• **REQUEST**:
From the line with "Target: patterned wrap skirt" through the final line, transcribe the material below character for character; include no other lines.
##########
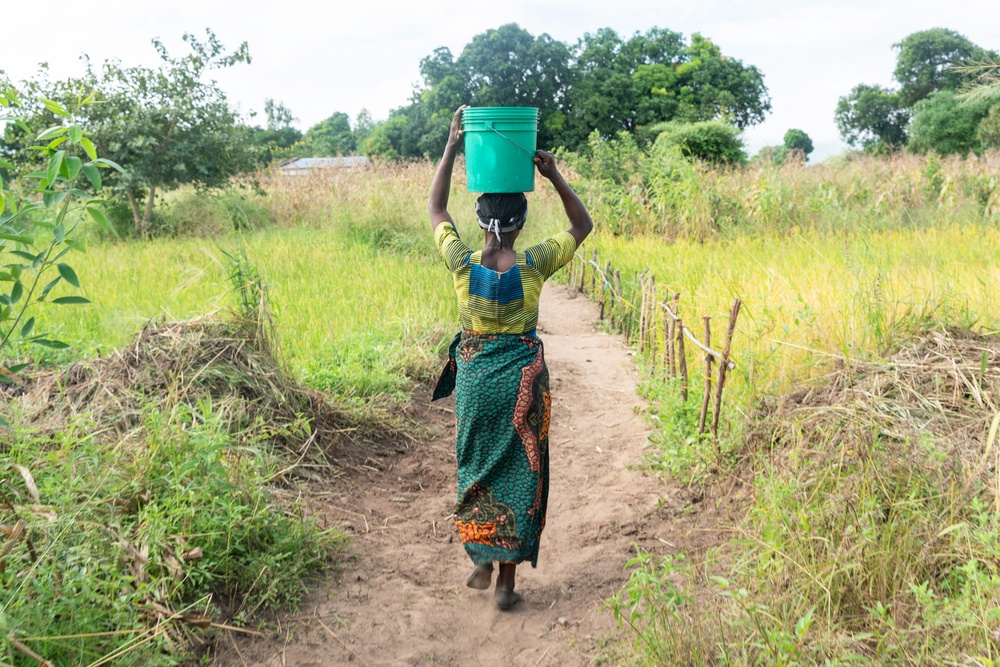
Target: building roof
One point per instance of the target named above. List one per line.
(306, 163)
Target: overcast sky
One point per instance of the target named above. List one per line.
(345, 55)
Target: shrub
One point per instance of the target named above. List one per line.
(712, 141)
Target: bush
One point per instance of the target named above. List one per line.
(941, 123)
(712, 141)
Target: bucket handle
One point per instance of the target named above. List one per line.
(489, 125)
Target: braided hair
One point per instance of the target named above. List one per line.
(500, 213)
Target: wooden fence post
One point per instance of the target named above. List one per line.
(682, 359)
(618, 306)
(708, 375)
(593, 274)
(668, 340)
(724, 366)
(641, 337)
(651, 317)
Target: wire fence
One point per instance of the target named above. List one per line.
(655, 326)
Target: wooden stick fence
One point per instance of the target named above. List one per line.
(642, 323)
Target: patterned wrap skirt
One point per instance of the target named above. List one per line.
(503, 405)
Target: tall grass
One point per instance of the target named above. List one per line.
(657, 191)
(845, 260)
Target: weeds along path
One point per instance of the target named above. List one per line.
(403, 600)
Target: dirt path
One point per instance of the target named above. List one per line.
(404, 602)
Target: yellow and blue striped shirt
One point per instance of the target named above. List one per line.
(494, 302)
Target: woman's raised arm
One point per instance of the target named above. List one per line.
(579, 220)
(437, 205)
##########
• **EXERCISE ANSWER**:
Target: patterned wrap skirt
One point per instance of the target named above. List one per line.
(503, 405)
Target: tall grass
One point per instance of the target named above. List one per line.
(657, 191)
(845, 260)
Target: weeds along path
One point per instance of the target named above. List one per line.
(403, 600)
Target: dirt path
One point per instance of the target named above. List one per line.
(404, 602)
Target: yellow and blue striped shirt
One point per instance of the target named above. List one per line.
(494, 302)
Target: woman's raised arm
One point per instance of the target named above. List one per line.
(579, 220)
(437, 205)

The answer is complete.